- _WHAT NEEDS TO BE DONE_
Rewrite the data below as a numbered list, starting with the line that contains "Objective — set a marker on each instance of the white" and continuing through the end of the data, leaving out any blank lines.

━━━━

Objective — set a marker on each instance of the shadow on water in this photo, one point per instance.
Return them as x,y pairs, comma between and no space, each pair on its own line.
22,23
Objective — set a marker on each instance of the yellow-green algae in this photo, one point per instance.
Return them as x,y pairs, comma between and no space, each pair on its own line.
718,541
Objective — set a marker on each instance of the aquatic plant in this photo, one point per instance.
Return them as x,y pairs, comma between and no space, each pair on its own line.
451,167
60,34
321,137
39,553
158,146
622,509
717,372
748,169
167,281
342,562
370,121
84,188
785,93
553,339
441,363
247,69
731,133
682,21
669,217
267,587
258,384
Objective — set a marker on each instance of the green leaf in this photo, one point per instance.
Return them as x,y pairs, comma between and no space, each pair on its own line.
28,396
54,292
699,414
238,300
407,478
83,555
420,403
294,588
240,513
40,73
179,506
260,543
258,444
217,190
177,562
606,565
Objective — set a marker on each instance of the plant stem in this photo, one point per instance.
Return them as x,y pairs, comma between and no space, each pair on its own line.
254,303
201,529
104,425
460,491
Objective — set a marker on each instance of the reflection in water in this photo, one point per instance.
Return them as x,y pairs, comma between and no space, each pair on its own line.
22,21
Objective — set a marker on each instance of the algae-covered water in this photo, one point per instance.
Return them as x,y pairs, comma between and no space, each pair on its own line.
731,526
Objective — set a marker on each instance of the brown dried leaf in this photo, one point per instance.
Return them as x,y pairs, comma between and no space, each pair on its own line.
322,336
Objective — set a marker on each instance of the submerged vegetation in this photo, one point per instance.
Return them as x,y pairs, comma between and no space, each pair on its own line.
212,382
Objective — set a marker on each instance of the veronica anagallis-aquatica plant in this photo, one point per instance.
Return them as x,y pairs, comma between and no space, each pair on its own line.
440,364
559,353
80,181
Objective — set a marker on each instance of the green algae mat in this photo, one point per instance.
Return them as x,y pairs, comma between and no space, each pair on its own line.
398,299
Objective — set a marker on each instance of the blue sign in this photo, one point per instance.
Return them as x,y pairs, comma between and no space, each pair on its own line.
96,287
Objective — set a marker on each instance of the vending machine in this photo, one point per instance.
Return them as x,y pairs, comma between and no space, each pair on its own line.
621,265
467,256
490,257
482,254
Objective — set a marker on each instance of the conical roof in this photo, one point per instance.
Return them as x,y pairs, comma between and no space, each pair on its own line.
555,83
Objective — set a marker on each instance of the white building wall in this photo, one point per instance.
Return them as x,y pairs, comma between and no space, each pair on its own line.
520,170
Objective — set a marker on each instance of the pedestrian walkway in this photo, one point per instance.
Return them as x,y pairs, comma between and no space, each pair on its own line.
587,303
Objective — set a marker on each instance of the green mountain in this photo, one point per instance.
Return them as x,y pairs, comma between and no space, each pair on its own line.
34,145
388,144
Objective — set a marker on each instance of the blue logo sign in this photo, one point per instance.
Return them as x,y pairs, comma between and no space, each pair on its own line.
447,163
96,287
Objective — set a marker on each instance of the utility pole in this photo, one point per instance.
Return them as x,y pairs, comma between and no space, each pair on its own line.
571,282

━━━━

- _TASK RESULT_
1. Objective — set a marker on each instance of the white building wall in this photo, one point per instance.
2. Return them as x,y pairs, comma between and no space, each pair on its own line.
3. 520,170
4. Objective — set a marker on each instance of the pedestrian walkway in this photo, one point per instance.
5. Return them as x,y pairs, comma between and no space, each pair on its own line.
6. 587,303
7. Objective — set a marker on each instance of the green mountain in this photo, one point per instance.
8. Return them as x,y pairs, comma between and no space, each pair on its own line.
9. 34,145
10. 388,144
11. Objective — set a marker on each instance of the blue logo sign in this photo, one point per instance.
12. Return them as x,y pairs, comma between and no space, each pair on its own line.
13. 447,163
14. 96,287
15. Objective — set a marker on each instance of the utility pole in this photo, one point per instance.
16. Return them as x,y pairs, comma between and no space, each pair on its own line.
17. 571,282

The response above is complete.